▶ [Document text]
Desk, $199, plus 4 hours of labor.

Wait--that's not it. There is still a top finish, or maybe even some dark wax that goes on before I can even get to the top finish! Since I tend to not dark wax an entire piece, I am also going to leave that out of my little estimate here, but dark wax is about $45/tin. If you use all over on a large piece, you can easily use about a quarter of a tin! The labor is crazy--just imagine wiping on and wiping off Crisco (but less pliable) on an entire armoire. Sounds like a party, doesn't it? So, back to the final finish--I like a satin clear coat. A desk takes about 4 cans of clear coat, if done correctly and for a smooth, even, durable finish. The clear coat I use is $8/can. Used labor is about 20 minutes 3-4 times, but I'll just keep it at an even total, and estimate the total labor up until this point at 5 hours.

That $100 desk is now up to $231, and there isn't even any labor added to this total, or wax.

▶ [Task to carry out]
Write out the full passage on the cost of refinishing a desk, word for word. The listing that follows this passage was drawn from a separate source.

▶ [Dataset content]
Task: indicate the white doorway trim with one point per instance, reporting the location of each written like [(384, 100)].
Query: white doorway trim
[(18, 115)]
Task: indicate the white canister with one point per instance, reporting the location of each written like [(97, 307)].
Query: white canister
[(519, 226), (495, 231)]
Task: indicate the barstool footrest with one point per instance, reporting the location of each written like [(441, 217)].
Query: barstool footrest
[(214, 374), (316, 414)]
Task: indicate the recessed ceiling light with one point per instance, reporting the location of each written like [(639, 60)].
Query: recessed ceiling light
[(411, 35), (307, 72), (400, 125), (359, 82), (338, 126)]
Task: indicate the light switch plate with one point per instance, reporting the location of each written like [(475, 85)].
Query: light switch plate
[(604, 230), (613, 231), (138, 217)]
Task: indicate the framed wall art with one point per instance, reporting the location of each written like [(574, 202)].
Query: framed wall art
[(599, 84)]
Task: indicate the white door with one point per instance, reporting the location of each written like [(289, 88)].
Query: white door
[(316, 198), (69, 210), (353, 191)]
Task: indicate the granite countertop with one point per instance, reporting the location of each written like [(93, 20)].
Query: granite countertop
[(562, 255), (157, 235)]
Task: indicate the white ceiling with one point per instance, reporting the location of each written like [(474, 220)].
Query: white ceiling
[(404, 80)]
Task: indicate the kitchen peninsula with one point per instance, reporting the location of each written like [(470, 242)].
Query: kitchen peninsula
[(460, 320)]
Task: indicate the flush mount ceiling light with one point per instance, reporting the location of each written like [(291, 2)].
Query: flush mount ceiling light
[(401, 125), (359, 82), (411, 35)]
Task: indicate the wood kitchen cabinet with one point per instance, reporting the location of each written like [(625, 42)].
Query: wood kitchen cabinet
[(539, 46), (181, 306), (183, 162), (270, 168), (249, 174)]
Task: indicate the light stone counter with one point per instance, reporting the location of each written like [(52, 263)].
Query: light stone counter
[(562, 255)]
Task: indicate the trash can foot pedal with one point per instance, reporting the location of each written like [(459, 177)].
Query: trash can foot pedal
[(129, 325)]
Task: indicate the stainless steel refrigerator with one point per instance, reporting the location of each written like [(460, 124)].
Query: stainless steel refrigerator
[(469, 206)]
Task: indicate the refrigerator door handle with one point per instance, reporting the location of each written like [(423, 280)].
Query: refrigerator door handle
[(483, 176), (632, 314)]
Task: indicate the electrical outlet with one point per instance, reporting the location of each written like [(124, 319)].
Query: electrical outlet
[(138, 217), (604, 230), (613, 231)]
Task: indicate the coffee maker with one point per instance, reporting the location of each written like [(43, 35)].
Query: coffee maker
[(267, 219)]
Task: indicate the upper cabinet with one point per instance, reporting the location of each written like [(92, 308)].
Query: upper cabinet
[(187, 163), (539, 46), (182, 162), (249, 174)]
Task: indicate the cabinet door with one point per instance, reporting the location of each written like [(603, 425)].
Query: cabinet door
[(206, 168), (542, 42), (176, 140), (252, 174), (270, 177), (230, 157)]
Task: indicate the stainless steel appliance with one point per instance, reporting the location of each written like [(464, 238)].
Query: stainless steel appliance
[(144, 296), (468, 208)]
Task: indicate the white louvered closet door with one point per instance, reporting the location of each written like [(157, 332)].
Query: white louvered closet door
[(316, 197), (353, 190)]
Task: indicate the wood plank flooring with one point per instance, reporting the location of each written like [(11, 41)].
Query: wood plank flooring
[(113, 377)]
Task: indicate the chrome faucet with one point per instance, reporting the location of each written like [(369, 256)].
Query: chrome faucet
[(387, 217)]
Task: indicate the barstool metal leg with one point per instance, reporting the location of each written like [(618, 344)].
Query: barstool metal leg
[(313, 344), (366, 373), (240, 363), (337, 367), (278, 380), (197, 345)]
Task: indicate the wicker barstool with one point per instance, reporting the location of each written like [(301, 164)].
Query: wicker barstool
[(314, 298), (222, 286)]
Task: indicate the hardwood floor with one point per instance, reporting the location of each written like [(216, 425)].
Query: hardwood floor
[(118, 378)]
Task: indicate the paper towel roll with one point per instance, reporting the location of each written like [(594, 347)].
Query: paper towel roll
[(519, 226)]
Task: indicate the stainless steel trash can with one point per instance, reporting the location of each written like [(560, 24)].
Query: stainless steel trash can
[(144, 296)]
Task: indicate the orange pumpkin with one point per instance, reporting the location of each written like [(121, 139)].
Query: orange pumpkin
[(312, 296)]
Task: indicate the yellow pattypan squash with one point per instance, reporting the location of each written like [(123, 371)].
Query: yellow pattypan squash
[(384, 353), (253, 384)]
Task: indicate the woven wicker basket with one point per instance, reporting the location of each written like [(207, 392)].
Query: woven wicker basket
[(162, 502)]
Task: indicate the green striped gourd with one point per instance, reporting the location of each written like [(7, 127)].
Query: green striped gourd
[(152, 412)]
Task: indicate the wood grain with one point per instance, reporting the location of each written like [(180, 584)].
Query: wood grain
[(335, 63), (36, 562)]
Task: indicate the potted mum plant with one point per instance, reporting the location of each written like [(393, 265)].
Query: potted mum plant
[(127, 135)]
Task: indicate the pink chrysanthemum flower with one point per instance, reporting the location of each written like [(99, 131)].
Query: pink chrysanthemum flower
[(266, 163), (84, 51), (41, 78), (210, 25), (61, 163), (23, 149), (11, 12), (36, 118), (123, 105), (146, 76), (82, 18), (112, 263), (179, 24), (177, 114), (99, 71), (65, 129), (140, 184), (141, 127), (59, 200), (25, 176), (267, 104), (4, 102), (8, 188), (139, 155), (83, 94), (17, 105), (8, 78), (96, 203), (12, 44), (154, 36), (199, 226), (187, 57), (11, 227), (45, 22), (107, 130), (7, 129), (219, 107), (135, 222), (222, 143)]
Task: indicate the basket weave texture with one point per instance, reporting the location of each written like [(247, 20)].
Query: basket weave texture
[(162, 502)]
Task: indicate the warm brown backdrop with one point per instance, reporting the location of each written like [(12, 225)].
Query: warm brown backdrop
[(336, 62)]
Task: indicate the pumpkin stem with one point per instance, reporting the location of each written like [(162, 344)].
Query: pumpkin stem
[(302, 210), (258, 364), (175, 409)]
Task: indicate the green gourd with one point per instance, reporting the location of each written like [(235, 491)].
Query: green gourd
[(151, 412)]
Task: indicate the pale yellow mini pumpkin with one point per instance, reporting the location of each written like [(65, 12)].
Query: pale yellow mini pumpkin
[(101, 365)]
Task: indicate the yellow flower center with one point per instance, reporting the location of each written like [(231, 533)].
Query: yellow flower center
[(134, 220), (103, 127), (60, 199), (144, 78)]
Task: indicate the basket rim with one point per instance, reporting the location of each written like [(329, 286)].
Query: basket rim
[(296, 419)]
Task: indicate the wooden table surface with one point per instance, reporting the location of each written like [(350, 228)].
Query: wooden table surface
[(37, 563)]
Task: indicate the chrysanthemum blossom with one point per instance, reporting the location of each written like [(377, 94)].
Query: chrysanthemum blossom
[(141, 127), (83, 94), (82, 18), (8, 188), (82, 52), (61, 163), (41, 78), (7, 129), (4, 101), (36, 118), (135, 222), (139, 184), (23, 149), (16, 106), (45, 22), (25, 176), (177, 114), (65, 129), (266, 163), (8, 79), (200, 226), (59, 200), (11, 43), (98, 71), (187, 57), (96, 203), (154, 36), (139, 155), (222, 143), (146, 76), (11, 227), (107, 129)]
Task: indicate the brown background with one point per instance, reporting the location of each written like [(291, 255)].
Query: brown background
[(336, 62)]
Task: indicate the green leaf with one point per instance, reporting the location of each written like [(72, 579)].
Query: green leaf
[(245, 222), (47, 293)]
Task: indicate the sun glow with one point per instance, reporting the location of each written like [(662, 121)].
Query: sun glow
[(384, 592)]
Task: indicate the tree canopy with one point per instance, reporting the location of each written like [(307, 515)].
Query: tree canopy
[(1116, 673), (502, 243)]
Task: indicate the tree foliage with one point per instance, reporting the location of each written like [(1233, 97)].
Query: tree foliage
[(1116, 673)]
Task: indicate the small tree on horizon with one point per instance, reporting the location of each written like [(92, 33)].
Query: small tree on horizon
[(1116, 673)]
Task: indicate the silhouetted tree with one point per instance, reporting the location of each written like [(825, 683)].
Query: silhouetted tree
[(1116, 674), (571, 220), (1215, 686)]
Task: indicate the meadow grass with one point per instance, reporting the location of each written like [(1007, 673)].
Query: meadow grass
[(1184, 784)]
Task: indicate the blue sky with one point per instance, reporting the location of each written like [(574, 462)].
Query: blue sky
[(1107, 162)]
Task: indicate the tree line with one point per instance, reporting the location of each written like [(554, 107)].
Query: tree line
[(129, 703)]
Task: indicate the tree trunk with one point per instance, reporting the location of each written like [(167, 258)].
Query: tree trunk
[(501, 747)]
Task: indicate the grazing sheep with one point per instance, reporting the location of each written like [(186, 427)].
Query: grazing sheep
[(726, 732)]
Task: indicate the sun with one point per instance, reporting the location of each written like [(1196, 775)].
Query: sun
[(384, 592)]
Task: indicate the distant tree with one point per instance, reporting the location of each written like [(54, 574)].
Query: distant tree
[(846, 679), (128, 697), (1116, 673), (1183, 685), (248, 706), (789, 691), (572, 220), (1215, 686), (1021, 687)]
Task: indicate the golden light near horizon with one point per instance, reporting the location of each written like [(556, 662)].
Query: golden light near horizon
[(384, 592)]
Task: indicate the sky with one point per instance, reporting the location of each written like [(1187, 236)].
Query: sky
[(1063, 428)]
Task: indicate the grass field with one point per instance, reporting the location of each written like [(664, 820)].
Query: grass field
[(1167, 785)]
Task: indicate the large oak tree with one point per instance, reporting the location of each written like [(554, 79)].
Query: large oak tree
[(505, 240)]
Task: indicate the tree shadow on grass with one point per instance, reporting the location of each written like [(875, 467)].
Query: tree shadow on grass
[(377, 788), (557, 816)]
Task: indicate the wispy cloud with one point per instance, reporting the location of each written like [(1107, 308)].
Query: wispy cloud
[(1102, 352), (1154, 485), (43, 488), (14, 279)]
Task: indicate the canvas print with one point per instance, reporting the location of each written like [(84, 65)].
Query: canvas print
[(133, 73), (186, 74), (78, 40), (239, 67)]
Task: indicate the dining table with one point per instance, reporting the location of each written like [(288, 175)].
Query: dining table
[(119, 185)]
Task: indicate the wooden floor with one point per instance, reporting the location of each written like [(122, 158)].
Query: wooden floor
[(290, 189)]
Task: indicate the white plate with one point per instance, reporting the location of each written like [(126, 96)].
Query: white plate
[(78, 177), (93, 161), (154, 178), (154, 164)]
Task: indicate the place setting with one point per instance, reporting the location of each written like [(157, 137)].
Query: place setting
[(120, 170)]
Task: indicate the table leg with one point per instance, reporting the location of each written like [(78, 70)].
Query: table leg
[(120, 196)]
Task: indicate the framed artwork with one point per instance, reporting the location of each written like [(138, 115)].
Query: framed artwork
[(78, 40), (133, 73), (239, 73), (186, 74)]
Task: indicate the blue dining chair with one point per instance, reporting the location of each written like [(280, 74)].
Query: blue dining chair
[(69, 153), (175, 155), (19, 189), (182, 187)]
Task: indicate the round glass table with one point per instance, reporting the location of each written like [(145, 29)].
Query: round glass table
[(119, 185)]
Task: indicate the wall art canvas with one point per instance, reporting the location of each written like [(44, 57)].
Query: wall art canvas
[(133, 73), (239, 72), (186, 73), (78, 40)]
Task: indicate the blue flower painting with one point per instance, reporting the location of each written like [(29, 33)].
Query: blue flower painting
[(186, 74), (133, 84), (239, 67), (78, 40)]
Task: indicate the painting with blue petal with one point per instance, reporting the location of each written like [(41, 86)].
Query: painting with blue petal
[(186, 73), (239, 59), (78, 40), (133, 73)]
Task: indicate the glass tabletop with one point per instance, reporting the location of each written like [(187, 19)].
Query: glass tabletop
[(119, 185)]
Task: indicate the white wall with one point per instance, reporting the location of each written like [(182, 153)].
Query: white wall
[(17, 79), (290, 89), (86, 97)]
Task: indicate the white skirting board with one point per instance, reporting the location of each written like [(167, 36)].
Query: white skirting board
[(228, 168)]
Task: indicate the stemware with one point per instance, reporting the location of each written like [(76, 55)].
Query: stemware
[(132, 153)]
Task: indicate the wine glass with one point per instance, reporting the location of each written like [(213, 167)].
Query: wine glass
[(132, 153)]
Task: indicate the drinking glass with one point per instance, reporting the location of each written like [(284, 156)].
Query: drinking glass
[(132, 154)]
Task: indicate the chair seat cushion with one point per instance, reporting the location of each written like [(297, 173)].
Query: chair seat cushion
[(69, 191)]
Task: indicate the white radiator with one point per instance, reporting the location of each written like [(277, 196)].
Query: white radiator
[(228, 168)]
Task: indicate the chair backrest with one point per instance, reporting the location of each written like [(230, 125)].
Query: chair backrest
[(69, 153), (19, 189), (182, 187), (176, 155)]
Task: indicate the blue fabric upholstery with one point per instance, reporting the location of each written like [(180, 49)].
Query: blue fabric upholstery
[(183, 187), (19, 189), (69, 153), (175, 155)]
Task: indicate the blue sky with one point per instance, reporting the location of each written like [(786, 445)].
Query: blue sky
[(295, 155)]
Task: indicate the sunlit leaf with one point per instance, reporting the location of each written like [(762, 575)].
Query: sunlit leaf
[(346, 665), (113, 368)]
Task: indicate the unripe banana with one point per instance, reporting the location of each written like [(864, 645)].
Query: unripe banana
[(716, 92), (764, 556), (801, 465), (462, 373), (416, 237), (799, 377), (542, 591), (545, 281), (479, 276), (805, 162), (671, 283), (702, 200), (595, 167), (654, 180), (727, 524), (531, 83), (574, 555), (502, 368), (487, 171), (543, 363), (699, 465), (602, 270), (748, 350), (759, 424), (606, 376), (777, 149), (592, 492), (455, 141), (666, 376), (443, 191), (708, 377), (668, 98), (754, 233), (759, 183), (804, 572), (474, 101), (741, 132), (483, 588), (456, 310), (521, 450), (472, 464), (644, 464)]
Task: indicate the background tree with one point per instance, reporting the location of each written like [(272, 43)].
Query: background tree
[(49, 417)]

▶ [Response to this task]
Desk, $199, plus 4 hours of labor.

Wait--that's not it. There is still a top finish, or maybe even some dark wax that goes on before I can even get to the top finish! Since I tend to not dark wax an entire piece, I am also going to leave that out of my little estimate here, but dark wax is about $45/tin. If you use all over on a large piece, you can easily use about a quarter of a tin! The labor is crazy--just imagine wiping on and wiping off Crisco (but less pliable) on an entire armoire. Sounds like a party, doesn't it? So, back to the final finish--I like a satin clear coat. A desk takes about 4 cans of clear coat, if done correctly and for a smooth, even, durable finish. The clear coat I use is $8/can. Used labor is about 20 minutes 3-4 times, but I'll just keep it at an even total, and estimate the total labor up until this point at 5 hours.

That $100 desk is now up to $231, and there isn't even any labor added to this total, or wax.